- WHAT TO PRODUCE: Transcribe every record below word for word.

Stored data entries
__________

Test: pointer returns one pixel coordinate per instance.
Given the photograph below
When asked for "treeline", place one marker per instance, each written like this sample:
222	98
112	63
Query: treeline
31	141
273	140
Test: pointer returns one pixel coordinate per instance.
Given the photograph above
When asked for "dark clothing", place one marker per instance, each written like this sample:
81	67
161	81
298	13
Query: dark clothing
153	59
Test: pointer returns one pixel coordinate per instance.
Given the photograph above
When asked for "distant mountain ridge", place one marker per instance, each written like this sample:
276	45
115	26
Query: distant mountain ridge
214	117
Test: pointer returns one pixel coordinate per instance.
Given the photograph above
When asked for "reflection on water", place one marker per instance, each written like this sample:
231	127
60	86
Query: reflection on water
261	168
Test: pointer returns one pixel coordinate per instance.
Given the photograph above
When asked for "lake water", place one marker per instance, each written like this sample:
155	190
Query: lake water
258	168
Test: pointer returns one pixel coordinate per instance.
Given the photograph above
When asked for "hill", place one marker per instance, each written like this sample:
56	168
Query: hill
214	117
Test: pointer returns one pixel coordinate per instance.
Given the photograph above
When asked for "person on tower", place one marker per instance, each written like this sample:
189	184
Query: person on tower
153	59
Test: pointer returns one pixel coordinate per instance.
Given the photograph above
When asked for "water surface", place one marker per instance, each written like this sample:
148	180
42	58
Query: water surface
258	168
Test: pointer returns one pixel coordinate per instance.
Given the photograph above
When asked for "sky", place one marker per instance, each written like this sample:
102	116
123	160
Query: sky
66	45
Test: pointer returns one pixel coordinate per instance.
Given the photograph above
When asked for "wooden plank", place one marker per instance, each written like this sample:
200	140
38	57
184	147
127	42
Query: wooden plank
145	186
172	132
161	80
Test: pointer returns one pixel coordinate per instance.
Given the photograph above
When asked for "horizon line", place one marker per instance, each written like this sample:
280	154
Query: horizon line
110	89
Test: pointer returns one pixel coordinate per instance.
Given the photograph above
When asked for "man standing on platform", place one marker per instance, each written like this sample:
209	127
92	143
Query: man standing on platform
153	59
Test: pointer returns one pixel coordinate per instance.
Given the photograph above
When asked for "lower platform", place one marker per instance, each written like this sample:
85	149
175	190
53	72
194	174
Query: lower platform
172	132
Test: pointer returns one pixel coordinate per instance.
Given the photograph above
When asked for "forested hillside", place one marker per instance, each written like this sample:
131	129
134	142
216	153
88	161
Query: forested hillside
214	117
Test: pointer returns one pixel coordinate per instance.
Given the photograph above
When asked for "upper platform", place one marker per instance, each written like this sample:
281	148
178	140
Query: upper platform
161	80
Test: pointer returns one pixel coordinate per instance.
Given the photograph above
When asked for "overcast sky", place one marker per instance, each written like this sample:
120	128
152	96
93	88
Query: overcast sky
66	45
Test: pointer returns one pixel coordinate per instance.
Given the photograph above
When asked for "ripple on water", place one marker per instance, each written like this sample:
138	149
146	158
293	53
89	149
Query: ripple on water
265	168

__________

- TASK RESULT:
Test: pointer returns one pixel coordinate per instance.
Given the photograph below
When asked for "treeline", place one marker per instance, each written like this sample:
222	98
112	63
Query: treeline
31	141
273	140
Test: pointer returns one pixel coordinate per instance.
Given the photograph above
When asked for "dark clothing", place one marker per instance, each written like this sample:
81	67
161	81
298	13
Query: dark clothing
153	59
Test: pointer returns one pixel coordinate per instance.
Given the photograph above
When asked for "distant mountain ridge", place one marker per instance, each written like this sample:
276	45
115	26
Query: distant mountain ridge
214	117
Test: pointer returns one pixel coordinate per instance.
Given the photograph above
When asked for "reflection on water", place one marker per instance, each written like this sample:
231	127
60	86
Query: reflection on water
261	168
Test: pointer returns one pixel coordinate per instance.
Given the photograph above
When asked for "lake water", place one marker per instance, each written like this sample:
155	190
Query: lake water
258	168
Test: pointer returns one pixel coordinate per instance.
Given the photograph above
When asked for "hill", place one marker per instance, each written like this sample:
56	168
Query: hill
214	117
Test: pointer returns one pixel coordinate per instance.
Given the photograph above
When asked for "person on tower", place one marker per instance, each written like this sample:
189	184
Query: person on tower
153	59
Test: pointer returns one pixel coordinate per instance.
Given the photograph above
When asked for "water surface", place one marker per instance, each written like this sample:
148	180
42	58
Query: water surface
258	168
Test: pointer returns one pixel coordinate per instance.
Given the photograph above
When asked for "sky", place one marker per instance, each written like this sample:
102	116
123	160
Query: sky
66	45
Test: pointer returns one pixel coordinate per instance.
Given the photograph above
When asked for "wooden plank", place one marker per instance, each written like this sample:
200	140
38	57
184	147
127	42
Query: wooden plank
145	186
172	132
161	80
Test: pointer returns one pixel coordinate per instance.
Given the photograph above
When asked for "horizon line", place one marker per instance, each written like this sample:
280	154
Query: horizon line
110	89
Test: pointer returns one pixel coordinate per instance.
Given the photograph above
When asked for "man standing on platform", place one marker per instance, each written like this sample:
209	127
92	143
Query: man standing on platform
153	59
Test: pointer returns one pixel coordinate per instance.
Given the photograph above
When asked for "lower platform", place one marker per instance, each written like this sample:
85	149
175	190
53	72
194	174
Query: lower platform
172	132
Test: pointer returns one pixel coordinate per instance.
Given the photograph above
When asked for "forested hillside", place one marker per instance, each written like this sample:
131	129
134	142
216	153
88	161
Query: forested hillside
214	117
Test: pointer returns one pixel coordinate per instance.
Given the photograph above
When asked for "upper platform", place one marker per instance, each written like this sample:
281	148
178	140
Query: upper platform
161	80
Test: pointer returns one pixel coordinate per instance.
Given the photograph above
When asked for "overcast sky", place one marker per instance, each written like this sample:
120	128
152	96
93	88
Query: overcast sky
66	45
Test: pointer returns one pixel coordinate per instance.
Given the photograph above
When asked for "ripple on water", place one marker per instance, each written like this sample:
138	149
146	158
293	53
89	149
Query: ripple on water
265	168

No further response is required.